(Reading passage begins)

Estate in Cooperstown, New York

Otsego Hall was a house in Cooperstown, New York, United States, built by William Cooper, founder of the town. Construction started in 1796 and was completed by 1799 in the Federal style. For many years, it was the manor house of Cooper's landed estate, and was one of the largest private residences in central New York. Cooper had moved his family to the settlement in 1790, and his son James Fenimore Cooper, who became an author, also lived in the house.

After the death of the senior Cooper and his widow, the mansion was vacant for many years. In June 1834, James Fenimore Cooper resolved to reopen the house after an absence of nearly sixteen years. The building had been long closed and falling into decay. He had it remodelled in a castellated Gothic style. The ceiling on the first floor was raised from ten feet to thirteen feet. Also Gothic windows and battlements were installed. In this, Cooper was assisted by his friend, Samuel F. B. Morse, a painter and inventor, who designed two towers for the front and east sides of the structure. At first, Cooper spent his winters in New York City and summered in Cooperstown, but eventually he made Otsego Hall his permanent abode. The mansion burned down a few years after his death in 1851, and the surrounding property was sold by the heirs. His daughter, Susan Fenimore Cooper, built a house in Cooperstown, built mainly of bricks and material salvaged from the ruins of Otsego Hall.

(Reading passage ends)

* **What this task involves**
In the passage about Otsego Hall, rewrite the portion from "Estate in Cooperstown, New" up to and including "in the house.", replacing "manor house" with "principal residence".

(Supplied records begins)

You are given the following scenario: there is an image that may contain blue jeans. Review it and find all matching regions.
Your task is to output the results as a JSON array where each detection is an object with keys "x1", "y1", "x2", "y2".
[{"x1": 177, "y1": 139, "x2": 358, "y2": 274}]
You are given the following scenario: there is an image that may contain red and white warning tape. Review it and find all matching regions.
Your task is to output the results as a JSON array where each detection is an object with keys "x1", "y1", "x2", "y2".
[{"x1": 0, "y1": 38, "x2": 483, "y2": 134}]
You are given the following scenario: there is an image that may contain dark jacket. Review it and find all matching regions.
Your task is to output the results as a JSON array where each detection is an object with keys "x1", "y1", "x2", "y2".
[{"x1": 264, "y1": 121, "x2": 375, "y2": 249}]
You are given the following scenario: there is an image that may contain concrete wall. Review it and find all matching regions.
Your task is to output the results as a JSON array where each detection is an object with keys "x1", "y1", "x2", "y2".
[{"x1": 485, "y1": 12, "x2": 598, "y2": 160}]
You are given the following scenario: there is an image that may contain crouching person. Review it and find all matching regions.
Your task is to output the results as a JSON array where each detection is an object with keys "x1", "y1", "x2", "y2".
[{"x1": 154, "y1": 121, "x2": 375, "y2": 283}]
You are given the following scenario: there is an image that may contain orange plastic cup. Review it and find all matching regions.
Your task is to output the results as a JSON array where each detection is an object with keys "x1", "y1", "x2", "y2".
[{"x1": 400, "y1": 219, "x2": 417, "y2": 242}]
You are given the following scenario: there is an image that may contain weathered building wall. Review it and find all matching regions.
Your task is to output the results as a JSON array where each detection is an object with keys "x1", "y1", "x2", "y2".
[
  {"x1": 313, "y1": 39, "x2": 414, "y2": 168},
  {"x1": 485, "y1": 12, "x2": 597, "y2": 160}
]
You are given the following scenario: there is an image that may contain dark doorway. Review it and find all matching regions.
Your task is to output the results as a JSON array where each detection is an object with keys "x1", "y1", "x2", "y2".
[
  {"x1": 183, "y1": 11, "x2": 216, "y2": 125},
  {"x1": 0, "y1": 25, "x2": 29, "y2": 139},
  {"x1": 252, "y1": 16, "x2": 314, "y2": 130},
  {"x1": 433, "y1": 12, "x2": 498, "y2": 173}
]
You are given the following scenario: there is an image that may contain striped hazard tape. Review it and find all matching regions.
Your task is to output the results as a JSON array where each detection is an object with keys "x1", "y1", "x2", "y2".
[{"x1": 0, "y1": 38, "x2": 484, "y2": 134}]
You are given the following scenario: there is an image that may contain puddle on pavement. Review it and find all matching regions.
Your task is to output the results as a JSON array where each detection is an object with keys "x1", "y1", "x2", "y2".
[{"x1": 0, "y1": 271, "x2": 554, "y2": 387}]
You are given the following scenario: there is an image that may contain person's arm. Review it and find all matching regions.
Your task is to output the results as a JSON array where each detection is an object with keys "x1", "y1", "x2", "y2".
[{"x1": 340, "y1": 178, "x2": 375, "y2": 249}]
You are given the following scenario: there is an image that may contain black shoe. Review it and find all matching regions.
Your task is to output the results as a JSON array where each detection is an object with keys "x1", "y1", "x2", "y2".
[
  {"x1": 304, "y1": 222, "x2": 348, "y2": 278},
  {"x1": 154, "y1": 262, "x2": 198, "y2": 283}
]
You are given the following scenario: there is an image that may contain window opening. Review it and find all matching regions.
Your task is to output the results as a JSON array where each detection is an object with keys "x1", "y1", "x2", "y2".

(Supplied records ends)

* **Output of the task**
Estate in Cooperstown, New York

Otsego Hall was a house in Cooperstown, New York, United States, built by William Cooper, founder of the town. Construction started in 1796 and was completed by 1799 in the Federal style. For many years, it was the principal residence of Cooper's landed estate, and was one of the largest private residences in central New York. Cooper had moved his family to the settlement in 1790, and his son James Fenimore Cooper, who became an author, also lived in the house.